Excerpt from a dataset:
"""

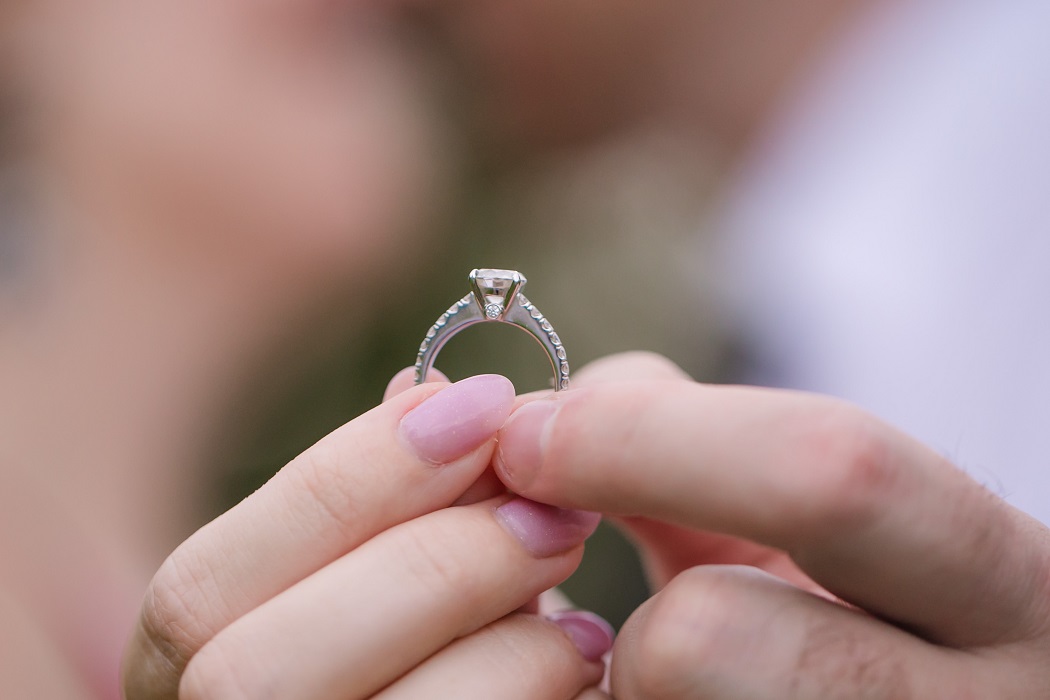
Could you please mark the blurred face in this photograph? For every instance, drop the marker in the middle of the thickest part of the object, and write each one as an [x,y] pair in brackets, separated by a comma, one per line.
[230,133]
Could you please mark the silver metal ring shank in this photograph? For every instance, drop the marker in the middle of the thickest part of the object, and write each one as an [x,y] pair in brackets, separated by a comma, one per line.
[466,313]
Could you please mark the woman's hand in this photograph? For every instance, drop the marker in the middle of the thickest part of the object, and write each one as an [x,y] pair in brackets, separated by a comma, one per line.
[349,575]
[947,588]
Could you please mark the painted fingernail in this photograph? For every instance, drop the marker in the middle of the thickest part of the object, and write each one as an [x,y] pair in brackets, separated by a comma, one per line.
[591,635]
[459,419]
[523,442]
[546,530]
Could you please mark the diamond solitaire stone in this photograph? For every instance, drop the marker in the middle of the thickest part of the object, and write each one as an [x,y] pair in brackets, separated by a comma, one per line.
[496,290]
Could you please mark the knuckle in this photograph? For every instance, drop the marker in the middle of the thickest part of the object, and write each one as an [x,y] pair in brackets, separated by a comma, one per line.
[848,467]
[839,661]
[330,488]
[171,618]
[679,640]
[437,557]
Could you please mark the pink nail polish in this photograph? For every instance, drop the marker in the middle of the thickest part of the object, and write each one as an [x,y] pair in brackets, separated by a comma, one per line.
[459,419]
[546,530]
[591,635]
[523,442]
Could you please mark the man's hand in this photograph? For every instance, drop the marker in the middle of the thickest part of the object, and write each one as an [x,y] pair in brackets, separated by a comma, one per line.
[926,585]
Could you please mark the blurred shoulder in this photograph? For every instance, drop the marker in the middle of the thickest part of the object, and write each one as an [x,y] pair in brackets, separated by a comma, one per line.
[30,665]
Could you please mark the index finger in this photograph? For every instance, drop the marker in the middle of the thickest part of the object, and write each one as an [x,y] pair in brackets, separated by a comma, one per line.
[414,454]
[873,515]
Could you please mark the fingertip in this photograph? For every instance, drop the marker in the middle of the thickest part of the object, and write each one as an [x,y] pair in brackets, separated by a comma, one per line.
[523,443]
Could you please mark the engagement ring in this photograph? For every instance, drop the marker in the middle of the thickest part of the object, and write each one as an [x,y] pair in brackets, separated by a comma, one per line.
[495,297]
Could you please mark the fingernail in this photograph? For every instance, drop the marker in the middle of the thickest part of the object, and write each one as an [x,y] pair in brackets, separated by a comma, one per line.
[523,442]
[591,635]
[459,419]
[546,530]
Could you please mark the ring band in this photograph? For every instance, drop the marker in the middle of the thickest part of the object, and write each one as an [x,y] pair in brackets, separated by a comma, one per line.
[495,297]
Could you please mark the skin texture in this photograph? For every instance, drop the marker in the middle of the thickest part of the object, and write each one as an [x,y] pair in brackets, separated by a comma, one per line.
[194,179]
[930,587]
[362,511]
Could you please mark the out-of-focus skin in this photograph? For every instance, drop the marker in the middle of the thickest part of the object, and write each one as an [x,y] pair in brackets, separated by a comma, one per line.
[759,513]
[189,179]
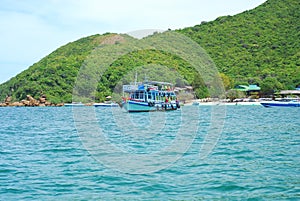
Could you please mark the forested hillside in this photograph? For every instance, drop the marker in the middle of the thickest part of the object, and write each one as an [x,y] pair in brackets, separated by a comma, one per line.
[260,46]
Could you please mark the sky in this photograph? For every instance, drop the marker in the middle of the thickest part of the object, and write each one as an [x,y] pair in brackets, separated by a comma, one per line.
[32,29]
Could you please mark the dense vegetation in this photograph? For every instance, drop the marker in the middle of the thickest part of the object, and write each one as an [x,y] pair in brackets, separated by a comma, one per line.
[260,46]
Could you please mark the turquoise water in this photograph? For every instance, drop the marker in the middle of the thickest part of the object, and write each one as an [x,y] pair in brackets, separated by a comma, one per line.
[43,157]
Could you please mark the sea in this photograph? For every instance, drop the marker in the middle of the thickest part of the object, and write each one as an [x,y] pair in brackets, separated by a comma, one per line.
[196,153]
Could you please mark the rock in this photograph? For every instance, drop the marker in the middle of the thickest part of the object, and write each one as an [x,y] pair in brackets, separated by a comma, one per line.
[8,99]
[42,100]
[32,101]
[16,104]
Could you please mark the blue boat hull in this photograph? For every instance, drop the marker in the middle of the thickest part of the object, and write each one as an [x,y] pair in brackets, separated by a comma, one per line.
[134,106]
[280,104]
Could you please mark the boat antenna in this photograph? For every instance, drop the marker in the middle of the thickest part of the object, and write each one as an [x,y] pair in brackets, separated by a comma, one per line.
[135,80]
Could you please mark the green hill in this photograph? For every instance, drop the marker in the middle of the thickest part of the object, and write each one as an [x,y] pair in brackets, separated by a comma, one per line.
[260,46]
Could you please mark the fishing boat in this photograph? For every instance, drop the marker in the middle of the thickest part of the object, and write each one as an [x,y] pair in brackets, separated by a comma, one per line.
[111,104]
[281,103]
[74,104]
[149,96]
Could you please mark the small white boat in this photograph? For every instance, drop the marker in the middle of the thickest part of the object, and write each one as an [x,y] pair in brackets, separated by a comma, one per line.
[106,104]
[290,103]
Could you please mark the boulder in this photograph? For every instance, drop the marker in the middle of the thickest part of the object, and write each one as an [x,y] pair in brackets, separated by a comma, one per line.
[8,100]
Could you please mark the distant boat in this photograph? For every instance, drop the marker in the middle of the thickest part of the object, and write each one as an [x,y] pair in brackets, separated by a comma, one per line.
[149,96]
[74,104]
[106,104]
[283,103]
[196,103]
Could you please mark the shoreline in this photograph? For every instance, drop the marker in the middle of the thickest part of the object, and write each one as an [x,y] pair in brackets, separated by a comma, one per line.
[188,103]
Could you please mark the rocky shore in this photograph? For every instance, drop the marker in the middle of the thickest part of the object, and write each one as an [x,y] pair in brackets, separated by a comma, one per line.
[29,102]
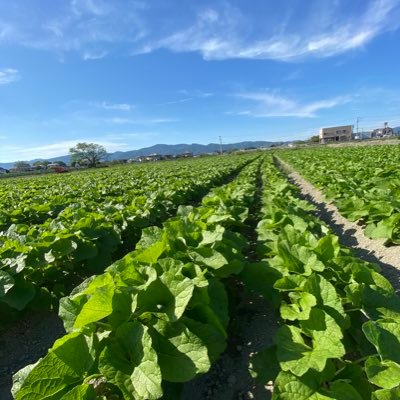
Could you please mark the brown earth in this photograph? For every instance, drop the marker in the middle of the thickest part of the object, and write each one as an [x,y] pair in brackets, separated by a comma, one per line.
[350,233]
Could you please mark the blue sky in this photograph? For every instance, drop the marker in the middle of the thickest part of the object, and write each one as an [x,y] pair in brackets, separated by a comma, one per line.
[129,74]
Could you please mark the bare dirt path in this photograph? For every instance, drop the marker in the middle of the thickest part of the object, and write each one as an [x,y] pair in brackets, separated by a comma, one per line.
[351,234]
[24,343]
[255,324]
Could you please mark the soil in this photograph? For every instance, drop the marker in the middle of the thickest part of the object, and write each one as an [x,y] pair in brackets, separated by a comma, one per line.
[24,343]
[229,378]
[350,233]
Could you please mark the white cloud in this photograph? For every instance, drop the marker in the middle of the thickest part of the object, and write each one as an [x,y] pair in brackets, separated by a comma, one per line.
[270,104]
[150,121]
[185,100]
[8,75]
[51,150]
[74,25]
[218,35]
[94,55]
[114,106]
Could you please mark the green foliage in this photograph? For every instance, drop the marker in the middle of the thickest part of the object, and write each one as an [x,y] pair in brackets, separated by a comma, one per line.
[66,228]
[340,328]
[364,183]
[157,315]
[89,154]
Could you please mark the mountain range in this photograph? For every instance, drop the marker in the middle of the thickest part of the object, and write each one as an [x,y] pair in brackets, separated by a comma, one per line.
[163,149]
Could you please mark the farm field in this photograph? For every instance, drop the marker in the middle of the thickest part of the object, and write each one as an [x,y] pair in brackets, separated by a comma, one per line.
[159,316]
[58,230]
[363,182]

"""

WHAT THE TASK REQUIRES: Format the entries above as a Markdown table with the columns "Row" and "Entry line," giving each line its own numbered row and omitting blank lines. Leave the pictures out of the table.

THE RESPONSE:
| Row | Entry line |
|---|---|
| 1 | Could you please mark the blurred face in this photograph? For every instance, drop the marker in the middle of the thickest part of the object, and write each one as an [x,y] pair in brackets, separated by a comma, one per line. |
| 2 | [230,133] |
| 3 | Could you please mark the silver metal ring shank in this photograph? For every instance, drop the marker in the middle of the thickest part of the object, and write each one as an [x,y] pair in brackets, separated by a comma, one per line. |
| 4 | [466,313] |
| 5 | Could you please mark the woman's hand in this photograph? For every instance, drop the marker in the middle of the thickest part of the object, and write each one as an [x,y] pair in brackets, separated by a comma, one per line. |
| 6 | [349,575] |
| 7 | [947,588] |
| 8 | Could you please mark the painted fingernail in this photograph? For every instance, drop the marker in the middle of the thickest part of the object, and write each one as an [x,y] pair in brackets, separated by a comma, one per line. |
| 9 | [591,635] |
| 10 | [459,419] |
| 11 | [523,442] |
| 12 | [546,530] |
| 13 | Could you please mark the diamond solitaire stone in this photograph? For every instance, drop the marker in the middle of the thickest part of the object, and write each one as an [x,y] pair in brackets, separated by a comma, one per line. |
| 14 | [496,290] |
| 15 | Could you please mark the knuckle in this photograph? For every instance, drop the marker in the middle of the thickest part of the object, and write each one as an [x,y] pair in brackets, separated by a comma, one per line. |
| 16 | [848,467] |
| 17 | [839,661] |
| 18 | [330,488] |
| 19 | [171,618] |
| 20 | [679,640] |
| 21 | [437,557] |
| 22 | Could you please mark the pink nail polish in this photograph? For every instance, drop the marker in the middle of the thickest part of the object, and write each one as an [x,y] pair in brackets, separated by a comma, one per line. |
| 23 | [459,419] |
| 24 | [546,530] |
| 25 | [591,635] |
| 26 | [523,442] |
| 27 | Could you please mark the man's hand in this photograph? For every instance, drop the marker in the middle of the thickest part of the object, and write each one as an [x,y] pair in brackets, separated by a comma, one per line. |
| 28 | [926,585] |
| 29 | Could you please mark the blurred shoulder in this photograph? For every instance, drop the marker in the middle of the thickest part of the object, and write each one as an [x,y] pair in brackets, separated by a comma, one per line. |
| 30 | [30,665] |
| 31 | Could you please mark the index finger in this photograph? For every instance, drop the marker in the middle of the thickest part of the object, and write each one as an [x,y] pair in brackets, separated by a comma, one per line. |
| 32 | [414,454] |
| 33 | [873,515] |
| 34 | Could you please mark the fingertip in this photograph? For every instance, drop the marker in the middle of the thickest part of the object, and write each one as an [x,y] pair in brackets, separated by a comma, one per line. |
| 35 | [523,443] |
| 36 | Could you please mark the engagement ring in this photograph? For every instance, drop the marker in the middle of the thickest part of the object, and write each one as an [x,y] pair in brackets, separated by a comma, one per line. |
| 37 | [495,297] |
| 38 | Could you please mark the fingernail in this photograph? For every instance, drop the marker in the middle of the thickest part of the object, and write each one as an [x,y] pair in brackets, separated by a comma, one per line. |
| 39 | [523,442] |
| 40 | [591,635] |
| 41 | [459,419] |
| 42 | [546,530] |
| 43 | Could you please mark the ring band in this photograph? For every instance, drop the marker in the middle of the thickest part of the object, and write each one as an [x,y] pair in brackets, separated by a comma, one per line. |
| 44 | [495,297] |
| 45 | Could you please mark the skin texture in this photograph? For every instance, drop the marker in the middle of the thickest part of the object, and write each one as an [x,y] pair in brackets, separated by a comma, one per line. |
| 46 | [194,179] |
| 47 | [930,587] |
| 48 | [362,511] |
| 49 | Could you please mark the out-of-focus skin in this photograph? For every instance, drop the marker in the middle of the thickest part of the object, and write each one as an [x,y] pair in brackets, separated by a comma, one per line. |
| 50 | [759,513] |
| 51 | [189,179] |
| 52 | Could you please mark the forested hillside in this photograph? For every instance, drop the marker in the middle of the thickest part of the object, and write each one as an [x,y] pair in brackets, separated by a comma, one per line. |
| 53 | [260,46] |
| 54 | Could you please mark the sky in this photograph? For every instance, drop the marker in the middle of the thickest part of the object, and write each one as an [x,y] pair in brackets, separated by a comma, one per line. |
| 55 | [32,29] |
| 56 | Could you please mark the dense vegetation in this photograph? For every instance, drop the marker in the middle of the thickest part of the object, and write each one as an [x,y] pair in brackets, separated by a comma, one per line. |
| 57 | [260,46] |
| 58 | Could you please mark the turquoise water in this photograph? For every instance, drop the marker in the middle of the thickest part of the object, and write each one as an [x,y] pair in brackets, separated by a comma, one per line. |
| 59 | [43,157] |
| 60 | Could you please mark the sea in this photograph? For every instance, drop the marker in the middle of the thickest part of the object, and write each one as an [x,y] pair in brackets, separated by a comma, one per line. |
| 61 | [196,153] |
| 62 | Could you please mark the rock in this photograph? For every instance, drop the marker in the middle of the thickest part of the object, and write each one as an [x,y] pair in brackets, separated by a comma, one per line. |
| 63 | [8,99] |
| 64 | [42,100] |
| 65 | [32,101] |
| 66 | [16,104] |
| 67 | Could you please mark the blue boat hull in this photograph? For every instance, drop the marker in the middle of the thickest part of the object, and write each one as an [x,y] pair in brackets, separated by a comma, one per line. |
| 68 | [134,106] |
| 69 | [280,104] |
| 70 | Could you please mark the boat antenna in this photograph? For every instance, drop the marker in the middle of the thickest part of the object, and write each one as an [x,y] pair in brackets, separated by a comma, one per line. |
| 71 | [135,80] |
| 72 | Could you please mark the green hill in this photograph? For every instance, drop the marker in the middle of the thickest part of the object, and write each one as an [x,y] pair in brackets, separated by a comma, one per line. |
| 73 | [260,46] |
| 74 | Could you please mark the fishing boat in this photograph? For every instance, drop the marker in the middle of the thickest part of the object, and write each one as an [x,y] pair in brackets, separated by a comma, one per line. |
| 75 | [111,104] |
| 76 | [281,103] |
| 77 | [74,104] |
| 78 | [149,96] |
| 79 | Could you please mark the small white boat in this photograph? For every instance, drop the marker in the middle of the thickest part of the object, and write each one as an [x,y] pair in brackets, separated by a comma, one per line. |
| 80 | [106,104] |
| 81 | [290,103] |
| 82 | Could you please mark the boulder in this photograph? For every instance, drop the marker in the middle of the thickest part of the object, and write each one as an [x,y] pair in brackets, separated by a comma, one per line. |
| 83 | [8,100] |
| 84 | Could you please mark the distant boat in this photograph? For every instance, drop the marker in the middle of the thickest part of the object, and write each one as an [x,y] pair in brackets, separated by a comma, one per line. |
| 85 | [149,96] |
| 86 | [74,104] |
| 87 | [106,104] |
| 88 | [283,103] |
| 89 | [196,103] |
| 90 | Could you please mark the shoreline in this photograph? For every instance, drop the marker in the middle of the thickest part of the object, and write each one as an [x,y] pair in brackets, separated by a comma, one per line. |
| 91 | [188,103] |
| 92 | Could you please mark the rocky shore in this photograph? For every instance, drop the marker in the middle of the thickest part of the object, and write each one as an [x,y] pair in brackets, separated by a comma, one per line. |
| 93 | [29,102] |
| 94 | Could you please mark the brown earth in this photograph? For every instance, drop the marker in the middle of the thickest part of the object, and write each one as an [x,y] pair in brackets, separated by a comma, one per line. |
| 95 | [350,233] |
| 96 | Could you please mark the blue sky in this photograph? For every instance, drop the marker in the middle of the thickest part of the object, and write each one as an [x,y] pair in brackets, separated by a comma, one per line. |
| 97 | [129,74] |
| 98 | Could you please mark the bare dirt path in this photograph? For every instance, drop the marker in the middle of the thickest part of the object, and write each one as an [x,y] pair in brackets, separated by a comma, one per line. |
| 99 | [351,234] |
| 100 | [24,343] |
| 101 | [255,324] |
| 102 | Could you please mark the soil in this photograph? For every instance, drop the marker in the middle of the thickest part of the object, and write each one as an [x,y] pair in brackets, separated by a comma, one per line. |
| 103 | [24,343] |
| 104 | [229,378] |
| 105 | [350,233] |
| 106 | Could you please mark the white cloud in this photograph? For every instance, drop the marker in the middle of the thickest part of the object, and write each one as an [x,y] pair in brackets, separated by a comma, one per line. |
| 107 | [270,104] |
| 108 | [150,121] |
| 109 | [185,100] |
| 110 | [8,75] |
| 111 | [51,150] |
| 112 | [74,25] |
| 113 | [218,35] |
| 114 | [94,55] |
| 115 | [114,106] |
| 116 | Could you please mark the green foliage in this photograph? For every instance, drop the marker in the middle of the thickest part of the object, and write each one as an [x,y] pair in brackets, separated by a comma, one per line. |
| 117 | [66,228] |
| 118 | [340,328] |
| 119 | [364,183] |
| 120 | [157,315] |
| 121 | [89,154] |
| 122 | Could you please mark the mountain range in this photograph? For every instance, drop the marker in the middle of the thickest part of the object, and write each one as an [x,y] pair in brackets, separated by a comma, one per line. |
| 123 | [163,149] |
| 124 | Could you please mark the farm field in this photograph? For every instance, drop the marker in the middle of the thickest part of the object, and write each one as an [x,y] pair in brackets, separated by a comma, one per line. |
| 125 | [159,316] |
| 126 | [58,230] |
| 127 | [363,182] |